#### Request
Retype the records from the line with "Where can you see the small" up to and including the line with "point(87, 205)", keeping every line as it stands.

********

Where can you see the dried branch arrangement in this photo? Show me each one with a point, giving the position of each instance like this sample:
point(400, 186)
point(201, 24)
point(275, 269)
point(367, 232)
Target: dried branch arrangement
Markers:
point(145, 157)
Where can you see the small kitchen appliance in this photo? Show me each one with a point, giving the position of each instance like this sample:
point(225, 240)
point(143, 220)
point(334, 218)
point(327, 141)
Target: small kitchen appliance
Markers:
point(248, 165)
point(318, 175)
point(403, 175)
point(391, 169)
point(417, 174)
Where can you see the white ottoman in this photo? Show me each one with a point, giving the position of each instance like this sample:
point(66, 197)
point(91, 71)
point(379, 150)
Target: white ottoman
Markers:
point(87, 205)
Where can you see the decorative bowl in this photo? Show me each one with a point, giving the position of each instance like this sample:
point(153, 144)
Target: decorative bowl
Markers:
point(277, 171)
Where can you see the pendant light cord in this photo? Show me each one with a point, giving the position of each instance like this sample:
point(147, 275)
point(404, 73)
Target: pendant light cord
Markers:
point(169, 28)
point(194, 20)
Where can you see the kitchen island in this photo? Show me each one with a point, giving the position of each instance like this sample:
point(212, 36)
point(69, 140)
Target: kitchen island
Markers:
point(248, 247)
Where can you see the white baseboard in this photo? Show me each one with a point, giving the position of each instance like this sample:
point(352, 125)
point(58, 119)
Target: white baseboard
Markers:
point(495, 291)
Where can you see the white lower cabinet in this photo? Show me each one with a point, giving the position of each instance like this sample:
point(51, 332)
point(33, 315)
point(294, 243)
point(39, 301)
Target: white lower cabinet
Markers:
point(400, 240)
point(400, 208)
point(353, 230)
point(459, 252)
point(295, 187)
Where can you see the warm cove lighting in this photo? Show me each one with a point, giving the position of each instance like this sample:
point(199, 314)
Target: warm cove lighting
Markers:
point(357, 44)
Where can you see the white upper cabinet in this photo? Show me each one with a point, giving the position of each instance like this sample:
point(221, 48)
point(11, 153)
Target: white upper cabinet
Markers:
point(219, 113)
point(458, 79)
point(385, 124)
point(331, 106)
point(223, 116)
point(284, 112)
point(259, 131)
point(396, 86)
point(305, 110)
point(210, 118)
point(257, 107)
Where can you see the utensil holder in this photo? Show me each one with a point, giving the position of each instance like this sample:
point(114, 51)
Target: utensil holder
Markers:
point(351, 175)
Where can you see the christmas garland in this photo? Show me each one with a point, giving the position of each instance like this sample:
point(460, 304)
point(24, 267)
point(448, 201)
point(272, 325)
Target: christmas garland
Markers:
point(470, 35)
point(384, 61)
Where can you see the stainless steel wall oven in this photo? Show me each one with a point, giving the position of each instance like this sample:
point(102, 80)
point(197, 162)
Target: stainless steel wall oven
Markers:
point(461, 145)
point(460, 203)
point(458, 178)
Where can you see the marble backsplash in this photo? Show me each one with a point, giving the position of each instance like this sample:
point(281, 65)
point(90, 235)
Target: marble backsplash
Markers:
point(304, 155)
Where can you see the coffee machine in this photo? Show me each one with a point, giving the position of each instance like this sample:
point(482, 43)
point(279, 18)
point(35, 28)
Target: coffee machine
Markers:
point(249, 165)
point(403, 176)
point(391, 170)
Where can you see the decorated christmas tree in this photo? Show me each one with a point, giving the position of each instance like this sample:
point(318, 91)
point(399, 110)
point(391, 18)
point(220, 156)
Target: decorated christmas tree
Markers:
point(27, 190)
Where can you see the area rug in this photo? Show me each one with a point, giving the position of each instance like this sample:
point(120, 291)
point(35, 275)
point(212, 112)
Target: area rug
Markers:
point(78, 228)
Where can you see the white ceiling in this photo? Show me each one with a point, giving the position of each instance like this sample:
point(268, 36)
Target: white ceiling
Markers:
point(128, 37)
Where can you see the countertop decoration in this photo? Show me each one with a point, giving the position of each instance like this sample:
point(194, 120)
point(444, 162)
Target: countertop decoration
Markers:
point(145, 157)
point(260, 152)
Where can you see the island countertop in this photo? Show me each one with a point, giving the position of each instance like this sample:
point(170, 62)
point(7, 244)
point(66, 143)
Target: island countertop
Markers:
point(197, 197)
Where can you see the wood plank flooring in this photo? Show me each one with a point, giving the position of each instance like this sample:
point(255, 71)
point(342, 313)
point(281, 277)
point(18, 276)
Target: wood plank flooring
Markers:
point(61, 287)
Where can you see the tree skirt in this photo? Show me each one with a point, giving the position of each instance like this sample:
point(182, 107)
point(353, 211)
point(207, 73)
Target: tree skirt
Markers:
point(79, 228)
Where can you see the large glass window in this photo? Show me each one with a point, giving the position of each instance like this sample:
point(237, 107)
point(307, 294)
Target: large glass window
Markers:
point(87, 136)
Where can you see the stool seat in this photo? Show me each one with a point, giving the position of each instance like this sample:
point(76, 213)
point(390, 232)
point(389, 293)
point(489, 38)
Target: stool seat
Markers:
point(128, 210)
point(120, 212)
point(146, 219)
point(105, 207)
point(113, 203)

********

#### Task solution
Where can you see the small kitchen appliance in this photo? Show me each one with a point, giving the position of each instance like this sample:
point(225, 240)
point(143, 220)
point(334, 218)
point(327, 141)
Target: small kitchen appliance
Markers:
point(248, 165)
point(318, 175)
point(403, 175)
point(391, 169)
point(417, 174)
Where can you see the white ottoman in this photo? Show me each one with a point, giving the position of each instance like this sample:
point(66, 197)
point(91, 71)
point(379, 150)
Target: white ottoman
Markers:
point(87, 205)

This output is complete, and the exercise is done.